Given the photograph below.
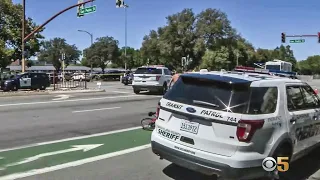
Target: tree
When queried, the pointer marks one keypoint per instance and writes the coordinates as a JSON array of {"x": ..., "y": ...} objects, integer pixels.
[
  {"x": 103, "y": 52},
  {"x": 53, "y": 49},
  {"x": 29, "y": 63},
  {"x": 215, "y": 60},
  {"x": 209, "y": 39},
  {"x": 10, "y": 33}
]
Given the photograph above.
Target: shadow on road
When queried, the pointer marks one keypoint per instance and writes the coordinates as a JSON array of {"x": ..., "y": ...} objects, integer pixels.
[{"x": 299, "y": 170}]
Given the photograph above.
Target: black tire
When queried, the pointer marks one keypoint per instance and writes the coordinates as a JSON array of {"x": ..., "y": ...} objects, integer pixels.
[
  {"x": 164, "y": 89},
  {"x": 147, "y": 124},
  {"x": 136, "y": 91},
  {"x": 14, "y": 88}
]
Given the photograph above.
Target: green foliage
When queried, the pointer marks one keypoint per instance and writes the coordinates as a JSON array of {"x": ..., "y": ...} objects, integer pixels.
[
  {"x": 103, "y": 52},
  {"x": 53, "y": 49},
  {"x": 10, "y": 33},
  {"x": 209, "y": 39}
]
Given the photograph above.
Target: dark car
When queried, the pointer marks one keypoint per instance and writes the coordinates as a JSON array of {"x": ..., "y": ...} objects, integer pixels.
[
  {"x": 26, "y": 81},
  {"x": 127, "y": 79}
]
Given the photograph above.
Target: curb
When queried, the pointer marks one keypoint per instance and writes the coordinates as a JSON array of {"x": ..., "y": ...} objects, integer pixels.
[
  {"x": 77, "y": 91},
  {"x": 48, "y": 93},
  {"x": 23, "y": 94}
]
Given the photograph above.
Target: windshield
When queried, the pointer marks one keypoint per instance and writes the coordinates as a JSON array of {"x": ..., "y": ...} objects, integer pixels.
[
  {"x": 148, "y": 71},
  {"x": 236, "y": 98}
]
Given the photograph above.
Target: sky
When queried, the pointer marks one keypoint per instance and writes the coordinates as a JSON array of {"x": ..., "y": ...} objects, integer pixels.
[{"x": 261, "y": 22}]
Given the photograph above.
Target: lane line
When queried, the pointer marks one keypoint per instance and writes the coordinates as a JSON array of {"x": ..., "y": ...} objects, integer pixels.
[
  {"x": 71, "y": 139},
  {"x": 74, "y": 163},
  {"x": 72, "y": 100},
  {"x": 124, "y": 92},
  {"x": 90, "y": 110}
]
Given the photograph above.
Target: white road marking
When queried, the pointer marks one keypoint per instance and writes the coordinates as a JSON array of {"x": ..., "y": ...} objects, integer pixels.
[
  {"x": 74, "y": 163},
  {"x": 71, "y": 139},
  {"x": 89, "y": 110},
  {"x": 84, "y": 148},
  {"x": 124, "y": 92},
  {"x": 61, "y": 97},
  {"x": 70, "y": 100}
]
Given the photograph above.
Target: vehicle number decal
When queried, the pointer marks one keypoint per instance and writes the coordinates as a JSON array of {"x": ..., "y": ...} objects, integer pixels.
[
  {"x": 168, "y": 134},
  {"x": 232, "y": 119}
]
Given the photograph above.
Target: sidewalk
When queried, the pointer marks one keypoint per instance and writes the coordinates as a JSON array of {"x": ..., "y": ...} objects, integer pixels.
[{"x": 48, "y": 92}]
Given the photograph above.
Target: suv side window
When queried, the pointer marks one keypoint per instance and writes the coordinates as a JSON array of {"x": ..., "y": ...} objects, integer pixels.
[{"x": 295, "y": 99}]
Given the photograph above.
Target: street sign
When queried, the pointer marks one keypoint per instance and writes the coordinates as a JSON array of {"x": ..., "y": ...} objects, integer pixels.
[
  {"x": 297, "y": 41},
  {"x": 88, "y": 10}
]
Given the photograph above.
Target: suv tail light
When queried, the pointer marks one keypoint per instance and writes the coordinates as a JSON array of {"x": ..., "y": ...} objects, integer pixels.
[
  {"x": 158, "y": 110},
  {"x": 247, "y": 128}
]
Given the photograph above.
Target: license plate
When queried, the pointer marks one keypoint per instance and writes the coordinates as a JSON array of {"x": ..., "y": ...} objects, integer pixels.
[{"x": 188, "y": 126}]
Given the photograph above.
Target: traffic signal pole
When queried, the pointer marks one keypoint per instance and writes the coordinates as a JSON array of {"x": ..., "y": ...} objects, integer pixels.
[
  {"x": 53, "y": 17},
  {"x": 283, "y": 36}
]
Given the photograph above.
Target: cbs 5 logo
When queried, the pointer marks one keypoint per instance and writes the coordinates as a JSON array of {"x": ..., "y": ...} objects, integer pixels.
[{"x": 270, "y": 164}]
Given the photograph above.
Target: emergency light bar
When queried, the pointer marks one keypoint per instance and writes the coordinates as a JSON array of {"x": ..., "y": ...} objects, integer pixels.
[{"x": 264, "y": 71}]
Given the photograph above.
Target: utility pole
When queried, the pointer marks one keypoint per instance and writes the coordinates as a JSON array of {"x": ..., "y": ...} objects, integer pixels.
[
  {"x": 125, "y": 35},
  {"x": 22, "y": 35},
  {"x": 91, "y": 37}
]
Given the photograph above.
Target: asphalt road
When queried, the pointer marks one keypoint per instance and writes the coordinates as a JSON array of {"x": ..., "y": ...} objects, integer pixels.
[
  {"x": 26, "y": 120},
  {"x": 32, "y": 119}
]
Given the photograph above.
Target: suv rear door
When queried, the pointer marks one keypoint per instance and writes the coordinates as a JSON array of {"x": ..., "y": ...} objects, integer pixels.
[
  {"x": 206, "y": 112},
  {"x": 147, "y": 74}
]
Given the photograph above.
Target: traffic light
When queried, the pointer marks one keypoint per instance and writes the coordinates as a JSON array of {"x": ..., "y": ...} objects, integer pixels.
[
  {"x": 283, "y": 37},
  {"x": 79, "y": 9},
  {"x": 119, "y": 3}
]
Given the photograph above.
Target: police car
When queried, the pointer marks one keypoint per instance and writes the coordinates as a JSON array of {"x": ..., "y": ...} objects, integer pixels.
[
  {"x": 226, "y": 123},
  {"x": 32, "y": 81},
  {"x": 151, "y": 78}
]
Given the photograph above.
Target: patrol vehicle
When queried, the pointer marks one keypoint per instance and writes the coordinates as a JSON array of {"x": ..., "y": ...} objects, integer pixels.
[
  {"x": 226, "y": 123},
  {"x": 26, "y": 81},
  {"x": 154, "y": 78}
]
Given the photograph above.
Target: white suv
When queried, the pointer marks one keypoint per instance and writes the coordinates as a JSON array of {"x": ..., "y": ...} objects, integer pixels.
[
  {"x": 151, "y": 78},
  {"x": 226, "y": 123}
]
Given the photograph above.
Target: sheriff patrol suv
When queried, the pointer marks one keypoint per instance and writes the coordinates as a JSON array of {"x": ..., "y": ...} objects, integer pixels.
[
  {"x": 226, "y": 123},
  {"x": 151, "y": 78}
]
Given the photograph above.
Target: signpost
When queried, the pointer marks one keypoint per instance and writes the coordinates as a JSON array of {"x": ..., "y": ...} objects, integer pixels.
[
  {"x": 88, "y": 10},
  {"x": 297, "y": 41}
]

——

THE PROBLEM
Skip the pictures, then retype every line above exactly.

REPLY TO THE TASK
Given the photograph below.
Target: tree
When queried, the pointer marks one keypoint per instance and writes the coordinates as a JSON array of {"x": ..., "y": ...} objects, integer pixels.
[
  {"x": 103, "y": 52},
  {"x": 53, "y": 49},
  {"x": 29, "y": 63},
  {"x": 215, "y": 60},
  {"x": 209, "y": 39},
  {"x": 10, "y": 33}
]
Given the photograph above.
Target: shadow on road
When queried, the pointer marks one keypoint per instance and writes the coordinates as a JSON array of {"x": ..., "y": ...} objects, integer pixels.
[{"x": 299, "y": 170}]
Given the photograph above.
Target: black tire
When queried, the pointer marks one keypoint per instance and writes the coordinates as a JSON array of {"x": ..., "y": ...} objects, integer pixels.
[
  {"x": 164, "y": 89},
  {"x": 147, "y": 124},
  {"x": 136, "y": 91},
  {"x": 14, "y": 88}
]
Given the photograph above.
Target: green foliage
When queried, the pointer marks one keypoint per instance and writes the coordinates as a JSON array of {"x": ..., "y": ...} objects, integer pixels.
[
  {"x": 103, "y": 52},
  {"x": 53, "y": 49},
  {"x": 10, "y": 33},
  {"x": 209, "y": 39}
]
Given the photograph above.
Target: dark car
When queried, the pointer marks one keypoint per instance and writes the coordinates as a JSON array of {"x": ..., "y": ...} objects, integer pixels.
[
  {"x": 26, "y": 81},
  {"x": 127, "y": 79}
]
Given the photograph above.
Target: curb
When queried, the pointer marks one keypoint per instance and writes the coordinates as a JSON array of {"x": ..., "y": ...} objects, integer pixels.
[
  {"x": 77, "y": 91},
  {"x": 48, "y": 93},
  {"x": 23, "y": 94}
]
Given the photograph above.
Target: windshield
When queried, the pointer marks one keypoint per instance and writes the coordinates as a JSON array of {"x": ..., "y": ...} objects, integer pixels.
[
  {"x": 148, "y": 71},
  {"x": 236, "y": 98}
]
Given the photograph above.
Target: sky
When queried, the pointer marks one keypoint per instance and writes the coordinates as a JSON array of {"x": ..., "y": ...} objects, integer pixels.
[{"x": 261, "y": 22}]
Given the photograph above.
Target: lane line
When queried, the pointer marks one keypoint per instance and writes the coordinates as a JSON array of {"x": ..., "y": ...} objects, integer pixels.
[
  {"x": 71, "y": 139},
  {"x": 74, "y": 163},
  {"x": 72, "y": 100},
  {"x": 124, "y": 92},
  {"x": 90, "y": 110}
]
Given the photograph above.
Target: white road marking
When queried, the pointer marks one keypoint per instance and writes the coordinates as a JSON array of {"x": ..., "y": ...} objects, integer pixels.
[
  {"x": 74, "y": 163},
  {"x": 71, "y": 139},
  {"x": 89, "y": 110},
  {"x": 84, "y": 148},
  {"x": 124, "y": 92},
  {"x": 61, "y": 97},
  {"x": 70, "y": 100}
]
Given the photograph above.
Target: vehicle number decal
When queried, the pointer marks one keypoint per instance and writes the coordinates as a JSON array of {"x": ..., "y": ...} objects, integer pixels.
[
  {"x": 168, "y": 134},
  {"x": 232, "y": 119}
]
Given the photograph above.
Target: sidewalk
When queried, the pointer marks one keypoint per instance and writes the coordinates as a JSON array of {"x": ..., "y": ...} objects, integer pixels.
[{"x": 48, "y": 92}]
Given the photograph above.
Target: suv side window
When queried, the pointer marks one keypoint per instance and writes the coordinates as a JSON array of {"x": ..., "y": ...} objects, integer pixels.
[{"x": 295, "y": 99}]
Given the photograph above.
Target: street sign
When queried, the pointer marks one keypoint per instance and writes the coordinates as a JSON array of {"x": ..., "y": ...} objects, integer pixels.
[
  {"x": 297, "y": 41},
  {"x": 88, "y": 10}
]
Given the photograph above.
Target: suv tail light
When queried, the pointer marks one keypoint per instance and writes the coordinates as a JSON array of {"x": ..., "y": ...} objects, integer pixels.
[
  {"x": 158, "y": 110},
  {"x": 247, "y": 128}
]
Given the photograph above.
Target: license plate
When queried, the pointer marks one keypoint per instance and writes the coordinates as a JSON array of {"x": ..., "y": ...} objects, integer pixels.
[{"x": 188, "y": 126}]
Given the photograph above.
Target: traffic signal pole
When queried, the pointer marks one keypoint per instance and writes the coordinates as a JSON array of {"x": ..., "y": ...} objects, integer pixels.
[
  {"x": 53, "y": 17},
  {"x": 283, "y": 36}
]
Given the photograph above.
Target: cbs 5 logo
When queried, the pointer marks one keypoint per instance and writes the coordinates as a JSON array of {"x": ..., "y": ...} objects, integer pixels.
[{"x": 270, "y": 164}]
Given the photograph above.
Target: emergency light bar
When queried, the pointer marks one keypoint per instance and writes the coordinates as a JSON array of {"x": ..., "y": ...} objects, integer pixels.
[{"x": 264, "y": 71}]
Given the photograph above.
Target: utility pole
When queried, the pointer marks one keypoint per instance and writes the coordinates as a JSON array of {"x": ..., "y": ...} objects, integer pixels.
[
  {"x": 125, "y": 35},
  {"x": 22, "y": 35},
  {"x": 91, "y": 37}
]
Given the photograph above.
Target: asphalt road
When queried, the pointer marks one keypoint per instance and writes the coordinates as a JSON array of {"x": ..., "y": ...} objects, integer pixels.
[
  {"x": 26, "y": 120},
  {"x": 32, "y": 119}
]
Given the photograph above.
Target: suv rear door
When queried, the pointer marks one keypoint per instance and writes the coordinates as a JSON array of {"x": ..., "y": ...} objects, integer pixels.
[
  {"x": 206, "y": 112},
  {"x": 147, "y": 74}
]
Given the photograph above.
Target: traffic light
When queried, the pointer marks one keypoint per instance and writes the coordinates as a JSON array of {"x": ..., "y": ...} objects, integer pixels.
[
  {"x": 283, "y": 37},
  {"x": 79, "y": 9},
  {"x": 119, "y": 3}
]
Given the photograph above.
Target: police car
When queried, the pointer marks one keypoint per instance and writes the coordinates as a JSON array of {"x": ..., "y": ...} objects, integer pixels.
[
  {"x": 226, "y": 123},
  {"x": 32, "y": 81},
  {"x": 151, "y": 78}
]
Given the photograph above.
Target: patrol vehicle
When queried, the pointer marks one keypoint per instance and writes the coordinates as a JSON array of {"x": ..., "y": ...} objects, integer pixels.
[
  {"x": 226, "y": 123},
  {"x": 26, "y": 81},
  {"x": 154, "y": 78}
]
Given the photograph above.
Target: white suv
When queried, the pointer marks one keypoint per instance and writes the coordinates as a JSON array of {"x": ..., "y": ...} objects, integer pixels.
[
  {"x": 151, "y": 78},
  {"x": 226, "y": 123}
]
Given the photograph above.
Target: sheriff patrol suv
When queried, the pointer marks one keypoint per instance and writes the coordinates as a JSON array of {"x": ..., "y": ...} objects, integer pixels.
[
  {"x": 226, "y": 123},
  {"x": 151, "y": 78}
]
Given the photograph above.
Target: signpost
When queried, the pointer marks one keypoint per instance and writes the coordinates as a JSON array of {"x": ..., "y": ...} objects, integer pixels.
[
  {"x": 88, "y": 10},
  {"x": 297, "y": 41}
]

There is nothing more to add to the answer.